[EXERCISE DESCRIPTION] Please copy each line of the records below that includes the word "strap".

[DATA LISTING]

Start of Block

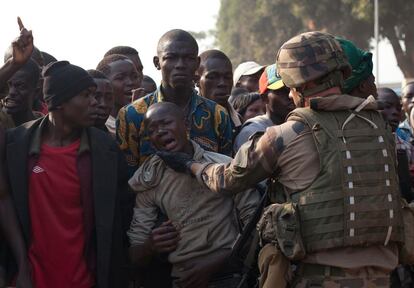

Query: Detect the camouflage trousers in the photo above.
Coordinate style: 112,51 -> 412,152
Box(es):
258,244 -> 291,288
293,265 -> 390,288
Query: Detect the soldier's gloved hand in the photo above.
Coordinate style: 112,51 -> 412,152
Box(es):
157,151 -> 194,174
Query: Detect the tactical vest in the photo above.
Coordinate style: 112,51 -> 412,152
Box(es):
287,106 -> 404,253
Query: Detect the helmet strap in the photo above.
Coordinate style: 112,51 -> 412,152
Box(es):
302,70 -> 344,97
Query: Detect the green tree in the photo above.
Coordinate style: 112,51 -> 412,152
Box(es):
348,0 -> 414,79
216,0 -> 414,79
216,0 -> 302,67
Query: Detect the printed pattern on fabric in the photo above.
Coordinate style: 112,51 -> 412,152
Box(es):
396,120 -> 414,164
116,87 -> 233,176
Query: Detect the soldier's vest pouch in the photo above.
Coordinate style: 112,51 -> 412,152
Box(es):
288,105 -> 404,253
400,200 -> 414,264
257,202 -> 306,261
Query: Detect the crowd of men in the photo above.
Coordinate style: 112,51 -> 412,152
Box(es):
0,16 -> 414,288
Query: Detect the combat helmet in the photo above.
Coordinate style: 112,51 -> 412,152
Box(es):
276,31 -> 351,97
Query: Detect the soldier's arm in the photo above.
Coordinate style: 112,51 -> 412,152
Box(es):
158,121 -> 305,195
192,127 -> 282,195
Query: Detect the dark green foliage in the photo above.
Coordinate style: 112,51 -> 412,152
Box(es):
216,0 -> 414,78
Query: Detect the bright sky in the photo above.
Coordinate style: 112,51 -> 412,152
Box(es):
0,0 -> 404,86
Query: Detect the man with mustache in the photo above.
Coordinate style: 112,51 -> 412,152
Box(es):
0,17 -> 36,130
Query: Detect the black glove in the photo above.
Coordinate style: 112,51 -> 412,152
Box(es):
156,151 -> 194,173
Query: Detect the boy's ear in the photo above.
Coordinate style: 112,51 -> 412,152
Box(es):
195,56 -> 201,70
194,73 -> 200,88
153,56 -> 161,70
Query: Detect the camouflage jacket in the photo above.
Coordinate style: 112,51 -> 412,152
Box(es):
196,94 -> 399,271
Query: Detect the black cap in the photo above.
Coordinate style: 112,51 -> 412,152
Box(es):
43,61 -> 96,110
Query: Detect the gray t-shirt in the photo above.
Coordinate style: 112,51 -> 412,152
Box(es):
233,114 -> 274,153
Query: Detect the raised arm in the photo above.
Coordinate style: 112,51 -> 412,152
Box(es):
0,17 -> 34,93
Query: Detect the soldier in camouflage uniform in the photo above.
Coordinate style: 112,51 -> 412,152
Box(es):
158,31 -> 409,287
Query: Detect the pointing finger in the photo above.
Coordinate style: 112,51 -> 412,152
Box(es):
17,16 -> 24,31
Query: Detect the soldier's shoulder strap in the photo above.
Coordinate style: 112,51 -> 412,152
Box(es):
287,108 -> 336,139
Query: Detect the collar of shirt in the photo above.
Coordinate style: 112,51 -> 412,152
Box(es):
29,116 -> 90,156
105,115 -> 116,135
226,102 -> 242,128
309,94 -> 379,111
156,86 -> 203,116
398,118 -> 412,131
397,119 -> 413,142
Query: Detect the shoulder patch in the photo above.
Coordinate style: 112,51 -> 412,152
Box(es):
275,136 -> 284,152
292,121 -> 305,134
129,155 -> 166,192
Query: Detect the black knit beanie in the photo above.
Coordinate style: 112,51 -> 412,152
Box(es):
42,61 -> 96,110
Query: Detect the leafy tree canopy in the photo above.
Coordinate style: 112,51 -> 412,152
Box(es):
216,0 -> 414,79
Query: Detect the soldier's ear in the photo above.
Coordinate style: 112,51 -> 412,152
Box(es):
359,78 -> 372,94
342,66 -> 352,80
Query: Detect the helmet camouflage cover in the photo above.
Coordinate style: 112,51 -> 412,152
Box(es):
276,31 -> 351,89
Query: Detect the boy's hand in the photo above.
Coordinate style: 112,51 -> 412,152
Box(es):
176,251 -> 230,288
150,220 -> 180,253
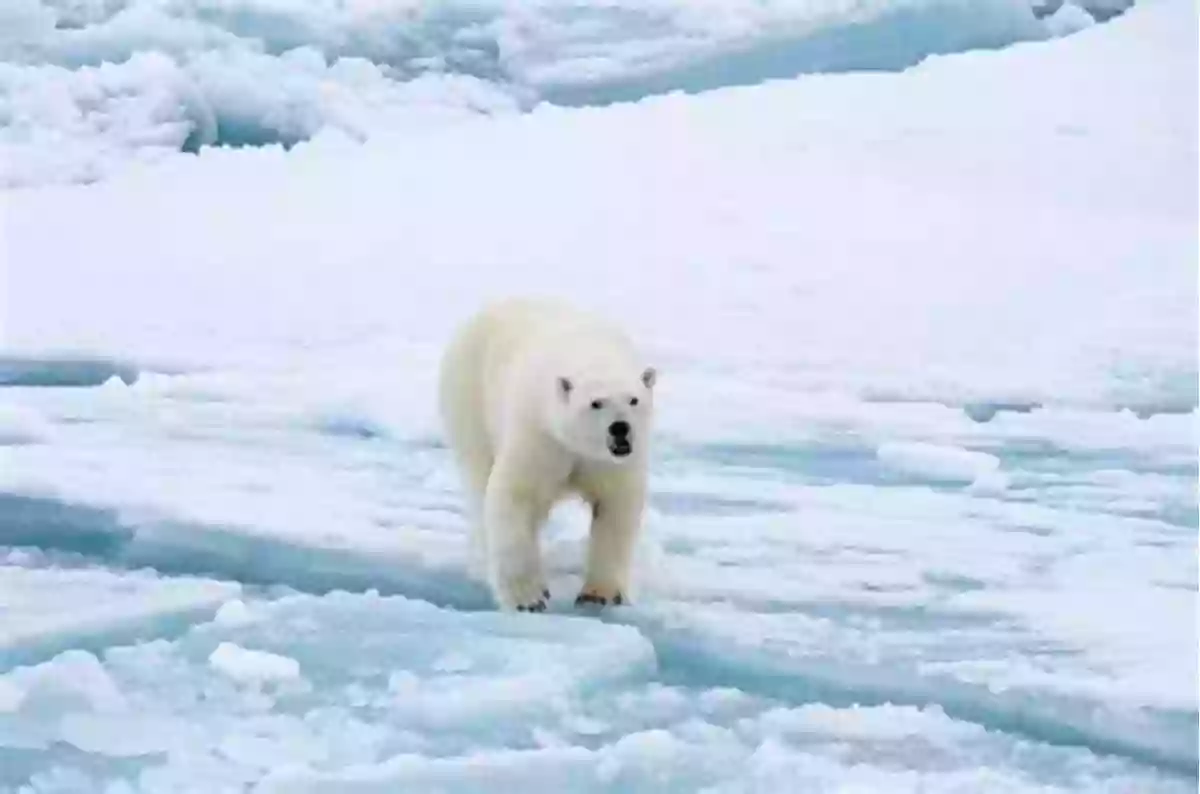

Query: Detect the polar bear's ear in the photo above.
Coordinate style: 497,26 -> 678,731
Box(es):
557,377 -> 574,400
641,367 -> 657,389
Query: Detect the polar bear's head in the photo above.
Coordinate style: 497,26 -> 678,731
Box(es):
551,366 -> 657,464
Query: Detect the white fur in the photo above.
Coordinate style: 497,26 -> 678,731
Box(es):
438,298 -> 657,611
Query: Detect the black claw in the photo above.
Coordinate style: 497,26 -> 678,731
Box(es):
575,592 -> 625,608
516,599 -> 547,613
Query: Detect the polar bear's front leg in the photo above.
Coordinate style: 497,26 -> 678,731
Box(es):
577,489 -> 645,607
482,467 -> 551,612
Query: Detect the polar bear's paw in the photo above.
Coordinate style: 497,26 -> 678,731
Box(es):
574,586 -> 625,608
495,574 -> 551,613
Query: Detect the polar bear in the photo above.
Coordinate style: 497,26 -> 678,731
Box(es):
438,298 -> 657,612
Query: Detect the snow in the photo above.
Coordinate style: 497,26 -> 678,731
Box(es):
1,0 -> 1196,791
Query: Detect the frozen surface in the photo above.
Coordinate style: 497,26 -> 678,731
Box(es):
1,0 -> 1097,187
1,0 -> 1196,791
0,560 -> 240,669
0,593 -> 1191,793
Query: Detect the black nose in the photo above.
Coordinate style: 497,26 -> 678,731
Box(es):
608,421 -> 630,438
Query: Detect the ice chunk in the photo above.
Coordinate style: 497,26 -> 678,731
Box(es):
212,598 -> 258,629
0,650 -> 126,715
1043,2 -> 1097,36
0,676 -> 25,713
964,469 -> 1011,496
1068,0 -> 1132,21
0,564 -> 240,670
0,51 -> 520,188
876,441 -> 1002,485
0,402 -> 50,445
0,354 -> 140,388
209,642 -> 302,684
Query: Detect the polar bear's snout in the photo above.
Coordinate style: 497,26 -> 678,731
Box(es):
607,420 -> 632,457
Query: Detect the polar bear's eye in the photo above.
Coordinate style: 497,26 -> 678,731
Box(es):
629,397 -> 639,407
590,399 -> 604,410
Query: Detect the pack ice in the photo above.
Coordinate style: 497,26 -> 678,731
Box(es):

End of Block

[EXERCISE RESPONSE]
Query: Detect the helmet strap in the photo above.
Query: Detect the soldier's shoulder strap in the photo above.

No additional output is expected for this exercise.